- **Extract to read**
:::
The foregoing sense of representative republican government – via elected representatives -- is the modality
of governance that is
most compatible with a centralized government seeking to assert its control over the people.
Individuals whose
ambition is the acquisition of power recognize themselves in the others who
mirror their motivations and aspirations.
They recognize one another as those with whom one can do ‘business’ in conjunction
with the divvying up of power and its concomitant rewards. The only matter that has to be settled among these
partners in power
is to decide how that power shall be apportioned among the ambitious, and, consequently, the conflicts those individuals will
experience concern matters of who acquires what power to be able to fulfill their own purposes and/or to regulate the
lives of others.
The Constitution does not specify the nature of republicanism that is to be
pursued. Consequently, the task of doing so is left to possibilities inherent in the Ninth and Tenth Amendments which -- with
respect to all powers
and rights not specifically relegated to the government or which have not been prohibited to the states – have been reserved for “the states or to
the people.”
Once again, this time in conjunction with the idea of republicanism, the Constitution
has left a trail of ambiguity.
Do states – considered as established bureaucracies and entrenched centers of power elites – have the right to determine what
constitutes the republican
form of government that has been promised to the states by Article IV, Section 4 of the Constitution, or, do the people
-- quite independently of government and as the very source from which states, as institutional bodies, derive
their authority -- have the right to determine what constitutes a republican form of government?
Since the Bill of Rights is about protecting the interests of people over against
the tyranny of government
of any kind, there is a prima facie case which
can be built in support of the idea that it is not governments – even that of a state – which gets to determine what republicanism shall mean to the people. Congress has no say in this matter, and
the President has no say in this
matter, nor does the Supreme Court
have any justifiable, non-arbitrary grounds (whether through judicial construction, or through some mystical theory of original intent, or via some
other form of adjudicating
philosophy) through which to objectively and fairly dictate what the people must understand by the idea of republicanism. Furthermore, as
previously noted, this matter of
republicanism is not within the purview
of states -- considered as established governments
who rule over people rather than entities that are totally dependent for
their existence on the people -- to decide.
Obviously, there might be many who will find the possible ramifications of the
foregoing position to be rather disquieting. This is so because making the meaning of republicanism independent of
government control also means that those who have vested interests secured through irresponsible
representative government might no longer be able to use democracy as their personal playpen through which to satisfy
their largely self-serving appetites.
So, what are some of the possibilities with respect to how people might develop the
idea of a true republicanism
in which the people and not governments were the determiners of that word’s meaning within the context of Constitutional
arrangements? A few areas that come to mind are the following: campaign finance reforms such that
elections are completely funded by the public; the requirement that television and radio must, as part of their privilege of
using public airwaves, provide free and qualitatively equal time to all candidates for public office; the elimination of any form of paid lobbying
... which does nothing to interfere with
the rights of people, as individuals, to petition their government; the removal
of the status of personhood from corporations; altering the form of becoming chartered as a corporation
such that corporations must serve
the public interests [which was,
actually, the original nature of corporations in America] and not just the private interests of stockholders; abolishing the artificial obstacles
which the existing two-party system
has placed in the way of independent
parties; non-compulsory education; establish
the right of citizen grand juries to investigate
whether, or not, elected representatives have upheld their oath of office; promote the ability of the people, through citizen grand juries, to independently investigate, with full subpoena
power, whether, or not, crimes have
been perpetrated against the people
and whether or not the people have been deprived of their Ninth and Tenth Amendment rights.
:::
- **Short problem 1**
Express the records, from their first line up to and including the line with "left=578, top=744, right=616, bottom=896", as a two-column CSV with the headers input_text and expected_output. Give one row for each record, holding its text and its answer, with each in one quoted field and line breaks replaced by spaces.
:::
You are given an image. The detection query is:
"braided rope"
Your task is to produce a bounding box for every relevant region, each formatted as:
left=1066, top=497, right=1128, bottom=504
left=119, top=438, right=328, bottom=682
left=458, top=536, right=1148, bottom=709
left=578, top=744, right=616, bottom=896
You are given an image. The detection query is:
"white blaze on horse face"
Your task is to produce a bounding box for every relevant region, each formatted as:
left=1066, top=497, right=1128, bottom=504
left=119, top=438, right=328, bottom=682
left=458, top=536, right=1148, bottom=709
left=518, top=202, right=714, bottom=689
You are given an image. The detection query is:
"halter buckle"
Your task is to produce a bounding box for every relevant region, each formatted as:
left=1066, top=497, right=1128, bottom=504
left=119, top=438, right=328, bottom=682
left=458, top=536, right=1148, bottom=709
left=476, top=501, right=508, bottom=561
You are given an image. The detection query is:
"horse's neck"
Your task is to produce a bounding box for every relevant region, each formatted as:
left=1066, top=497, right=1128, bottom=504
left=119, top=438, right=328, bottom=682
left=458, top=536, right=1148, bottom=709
:::
- **Short problem 2**
From the essay on republican government, extract the passage from "Once again, this" up to and including "form of government?", word for word.

- **Written response 1**
input_text,expected_output
"You are given an image. The detection query is: ""braided rope"" Your task is to produce a bounding box for every relevant region, each formatted as: left=1066, top=497, right=1128, bottom=504 left=119, top=438, right=328, bottom=682 left=458, top=536, right=1148, bottom=709","left=578, top=744, right=616, bottom=896"

- **Written response 2**
Once again, this time in conjunction with the idea of republicanism, the Constitution
has left a trail of ambiguity.
Do states – considered as established bureaucracies and entrenched centers of power elites – have the right to determine what
constitutes the republican
form of government that has been promised to the states by Article IV, Section 4 of the Constitution, or, do the people
-- quite independently of government and as the very source from which states, as institutional bodies, derive
their authority -- have the right to determine what constitutes a republican form of government?